(Dataset rows)
────

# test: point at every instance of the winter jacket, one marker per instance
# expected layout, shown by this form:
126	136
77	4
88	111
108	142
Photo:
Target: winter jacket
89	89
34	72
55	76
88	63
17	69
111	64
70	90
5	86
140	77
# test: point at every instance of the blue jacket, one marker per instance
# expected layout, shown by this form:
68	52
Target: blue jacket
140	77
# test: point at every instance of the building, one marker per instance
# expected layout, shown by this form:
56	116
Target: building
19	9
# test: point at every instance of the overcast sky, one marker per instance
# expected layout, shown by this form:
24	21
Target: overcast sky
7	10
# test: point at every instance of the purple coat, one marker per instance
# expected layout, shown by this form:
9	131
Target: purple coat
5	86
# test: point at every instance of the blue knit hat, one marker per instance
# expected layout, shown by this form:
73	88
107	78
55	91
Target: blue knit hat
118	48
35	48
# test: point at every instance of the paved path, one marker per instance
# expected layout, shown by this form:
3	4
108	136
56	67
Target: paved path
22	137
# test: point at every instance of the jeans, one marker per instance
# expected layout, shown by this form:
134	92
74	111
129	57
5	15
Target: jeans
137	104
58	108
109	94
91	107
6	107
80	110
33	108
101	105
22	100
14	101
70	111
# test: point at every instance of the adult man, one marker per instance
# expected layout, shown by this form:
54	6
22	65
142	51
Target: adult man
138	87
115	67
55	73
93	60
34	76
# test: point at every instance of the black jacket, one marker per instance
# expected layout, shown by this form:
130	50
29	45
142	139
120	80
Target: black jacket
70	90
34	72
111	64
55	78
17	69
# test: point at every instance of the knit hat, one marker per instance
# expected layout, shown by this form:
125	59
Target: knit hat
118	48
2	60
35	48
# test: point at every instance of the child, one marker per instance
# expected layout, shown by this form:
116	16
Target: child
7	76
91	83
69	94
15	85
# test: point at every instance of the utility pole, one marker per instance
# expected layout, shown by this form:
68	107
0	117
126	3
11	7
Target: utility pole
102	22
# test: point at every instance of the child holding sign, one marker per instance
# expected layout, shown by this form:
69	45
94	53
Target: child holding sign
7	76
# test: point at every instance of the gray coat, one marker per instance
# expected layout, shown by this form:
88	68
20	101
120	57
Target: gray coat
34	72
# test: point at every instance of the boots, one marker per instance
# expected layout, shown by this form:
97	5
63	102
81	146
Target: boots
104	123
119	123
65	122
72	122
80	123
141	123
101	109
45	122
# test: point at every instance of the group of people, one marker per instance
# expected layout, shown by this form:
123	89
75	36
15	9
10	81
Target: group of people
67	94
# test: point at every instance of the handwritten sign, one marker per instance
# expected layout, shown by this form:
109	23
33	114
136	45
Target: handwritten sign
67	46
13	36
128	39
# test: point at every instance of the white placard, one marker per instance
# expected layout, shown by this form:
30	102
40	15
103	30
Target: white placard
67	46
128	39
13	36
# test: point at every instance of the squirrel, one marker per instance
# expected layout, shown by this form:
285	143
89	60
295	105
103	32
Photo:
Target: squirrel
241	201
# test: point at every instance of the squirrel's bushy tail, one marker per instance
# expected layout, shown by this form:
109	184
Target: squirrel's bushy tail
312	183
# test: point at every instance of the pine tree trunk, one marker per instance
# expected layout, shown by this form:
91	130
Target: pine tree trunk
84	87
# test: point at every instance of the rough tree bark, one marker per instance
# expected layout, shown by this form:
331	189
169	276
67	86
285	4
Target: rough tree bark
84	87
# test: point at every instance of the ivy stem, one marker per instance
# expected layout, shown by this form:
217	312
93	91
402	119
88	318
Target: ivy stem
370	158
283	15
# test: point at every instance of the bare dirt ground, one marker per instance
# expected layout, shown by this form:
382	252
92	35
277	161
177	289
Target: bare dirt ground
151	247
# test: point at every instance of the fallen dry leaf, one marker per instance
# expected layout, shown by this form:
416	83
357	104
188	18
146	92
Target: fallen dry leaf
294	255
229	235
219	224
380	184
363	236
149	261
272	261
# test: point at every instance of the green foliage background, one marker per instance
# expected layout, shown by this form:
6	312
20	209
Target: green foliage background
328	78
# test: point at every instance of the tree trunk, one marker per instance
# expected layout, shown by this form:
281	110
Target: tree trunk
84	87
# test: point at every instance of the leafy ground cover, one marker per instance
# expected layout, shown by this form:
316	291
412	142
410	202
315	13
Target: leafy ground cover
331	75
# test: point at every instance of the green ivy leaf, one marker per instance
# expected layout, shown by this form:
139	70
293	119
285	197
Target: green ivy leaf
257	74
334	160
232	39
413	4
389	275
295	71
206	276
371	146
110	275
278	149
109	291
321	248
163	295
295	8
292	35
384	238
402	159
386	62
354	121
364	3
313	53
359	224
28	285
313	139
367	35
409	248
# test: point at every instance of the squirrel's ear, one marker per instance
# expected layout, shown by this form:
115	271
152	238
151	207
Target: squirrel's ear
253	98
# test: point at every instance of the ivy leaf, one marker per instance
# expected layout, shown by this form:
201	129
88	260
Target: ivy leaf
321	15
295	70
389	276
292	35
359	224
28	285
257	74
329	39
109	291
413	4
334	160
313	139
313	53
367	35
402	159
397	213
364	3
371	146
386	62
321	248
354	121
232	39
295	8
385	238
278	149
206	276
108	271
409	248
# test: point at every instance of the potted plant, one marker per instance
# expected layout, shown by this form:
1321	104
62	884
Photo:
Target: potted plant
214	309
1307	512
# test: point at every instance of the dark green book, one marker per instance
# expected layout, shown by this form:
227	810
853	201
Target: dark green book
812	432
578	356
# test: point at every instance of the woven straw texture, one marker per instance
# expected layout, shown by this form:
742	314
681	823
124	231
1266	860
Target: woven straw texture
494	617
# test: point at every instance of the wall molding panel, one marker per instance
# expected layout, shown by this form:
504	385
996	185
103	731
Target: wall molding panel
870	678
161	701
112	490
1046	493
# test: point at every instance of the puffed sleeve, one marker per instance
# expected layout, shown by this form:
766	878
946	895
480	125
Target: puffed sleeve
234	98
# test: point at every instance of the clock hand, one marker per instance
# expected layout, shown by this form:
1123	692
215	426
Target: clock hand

────

Task instructions: Take the listing above and set it down exactly.

Response:
# test: point at every instance of the winter jacket, one marker per instance
# expected layout, shown by this form:
126	136
77	4
88	111
108	142
Photo:
Target: winter jacket
89	89
34	72
55	76
88	63
17	69
111	64
70	90
5	86
140	77
# test: point at every instance of the blue jacket, one marker per instance
# expected layout, shown by this form:
68	52
Target: blue jacket
140	77
# test: point at every instance of the building, one marker per instance
# expected layout, shown by this form:
56	116
Target: building
19	9
# test: point at every instance of the overcast sky, one marker per instance
# expected layout, shown by this form:
24	21
Target: overcast sky
7	10
# test: point at every instance of the purple coat, one marker per instance
# expected layout, shown by this form:
9	131
Target: purple coat
5	86
# test: point at every instance of the blue knit hat, one marker per instance
# expected layout, shown by this form:
73	88
107	78
55	91
Target: blue knit hat
118	48
35	48
# test: point at every instance of the paved path, one marker per instance
# expected layout, shown by this form:
3	4
108	136
56	67
Target: paved path
22	137
# test: point at every instance of the jeans, one marker per instance
# expected layout, shown by this form:
134	92
74	111
129	57
5	15
Target: jeans
137	104
58	108
109	94
91	107
6	107
80	110
33	108
101	105
22	100
14	101
70	111
# test: point at every instance of the adult man, one marker per instance
# expected layout, shown by this form:
54	6
22	65
142	51
Target: adult man
138	87
115	67
55	73
93	60
34	76
# test: point at every instance of the black jacket, one marker per instance
# expected layout, shown by this form:
130	50
29	45
142	139
120	80
Target: black jacket
70	90
34	72
111	64
55	78
17	69
# test: point at every instance of the knit hat, one marker per instance
# expected layout, shown by this form:
125	59
Target: knit hat
118	48
2	60
35	48
# test: point at every instance of the child, one marker per instance
# expected layout, shown by this form:
116	16
Target: child
7	76
91	83
69	94
15	85
# test: point at every instance of the utility pole, one marker per instance
# expected layout, shown by this form:
68	107
0	117
126	3
11	7
Target: utility pole
102	22
# test: point at every instance of the child holding sign, one marker per instance
# expected layout, shown by this form:
69	45
94	53
Target: child holding sign
7	76
# test: point at every instance of the gray coat, one marker per instance
# expected layout, shown by this form:
88	68
20	101
120	57
Target: gray coat
34	72
# test: point at every instance of the boots, one marker per instance
# expected layout, shown by this form:
97	5
63	102
81	146
Target: boots
104	123
119	123
65	122
72	122
80	123
141	123
101	109
45	122
# test: point at every instance of the group of people, one marker per instance
# expected layout, shown by this form:
123	89
75	36
15	9
10	81
Target: group of people
67	94
# test: point at every instance of the handwritten sign, one marker per instance
# expected layout, shown by this form:
109	23
33	114
136	45
Target: handwritten sign
67	46
13	36
128	39
# test: point at every instance of the white placard, one marker per instance
# expected layout, shown by this form:
30	102
40	15
103	30
Target: white placard
67	46
128	39
13	36
# test: point at every instance of the squirrel, one marker per instance
# expected layout, shown by this form:
285	143
89	60
295	105
103	32
Photo:
Target: squirrel
241	201
# test: point at every instance of the squirrel's bushy tail, one marker per instance
# expected layout, shown by this form:
109	184
Target: squirrel's bushy tail
312	183
# test: point at every instance of the pine tree trunk, one marker per instance
# expected layout, shown by this form:
91	130
Target: pine tree trunk
84	87
# test: point at every instance of the rough tree bark, one marker per instance
# expected layout, shown by this form:
331	189
169	276
67	86
285	4
Target: rough tree bark
84	87
# test: point at every instance of the ivy stem, one marker per instance
# expected layout, shown by this form:
217	312
93	91
402	119
88	318
Target: ivy stem
370	158
283	15
# test: point at every instance of the bare dirt ground, one marker per instance
# expected layout, shown by this form:
382	252
92	35
277	161
177	289
Target: bare dirt ground
151	247
# test: point at every instance of the fallen dry leaf, one marker per instance
# expected layout, shown by this form:
416	83
357	104
188	18
146	92
Target: fallen dry leaf
294	255
229	235
219	224
380	184
363	236
149	261
272	261
# test: point at every instance of the green foliage background, one marker per instance
# expected layout, shown by this form:
6	312
20	209
Target: green foliage background
328	78
# test: point at every instance of the tree trunk, one marker per instance
# expected layout, shown by this form:
281	110
Target: tree trunk
84	87
# test: point at every instance of the leafy ground cover, one marker per instance
# expected layout, shown by this form:
316	291
412	142
410	202
315	13
Target: leafy ground cover
331	75
# test: point at every instance of the green ivy leaf, one marker per instance
# expected layout, shown by this form:
139	70
293	119
285	197
Target: green ivy leaf
257	74
334	160
232	39
413	4
389	275
295	71
206	276
371	146
110	275
278	149
109	291
321	248
163	295
295	8
292	35
384	238
402	159
386	62
354	121
364	3
313	53
359	224
28	285
313	139
367	35
409	248
# test: point at every instance of the squirrel's ear, one marker per instance
# expected layout, shown by this form:
115	271
152	238
151	207
Target: squirrel's ear
253	98
# test: point at every instance of the ivy leaf, one marker per instance
# expected layout, shown by this form:
201	129
88	260
Target: ivy leaf
321	15
295	70
389	276
292	35
359	224
28	285
257	74
329	39
109	291
413	4
334	160
313	139
313	53
367	35
402	159
397	213
364	3
371	146
386	62
321	248
354	121
232	39
295	8
385	238
278	149
206	276
108	271
409	248
# test: point at every instance of the potted plant, one marker per instance
# expected layout, shown by this form:
1321	104
62	884
Photo:
Target: potted plant
214	309
1307	512
# test: point at every instance of the dark green book, one marker per instance
# expected layout, shown by this form:
227	810
853	201
Target: dark green book
812	432
578	356
# test: point at every instance of the woven straw texture, one marker per instance
# expected layout, shown by this form:
742	314
681	823
124	231
1266	860
Target: woven straw texture
494	617
# test: point at every instance of the wall molding panel, one marker per instance
# expected layout, shown by this form:
504	385
996	185
103	731
Target: wall molding panel
870	678
161	701
112	490
1046	493
# test: point at every instance of the puffed sleeve, one marker per instance
# expected layout, shown by this form:
766	878
946	895
480	125
Target: puffed sleeve
234	98
# test: point at every instance of the clock hand, one marker per instance
# expected layout, shown by this form:
1123	692
215	426
Target: clock hand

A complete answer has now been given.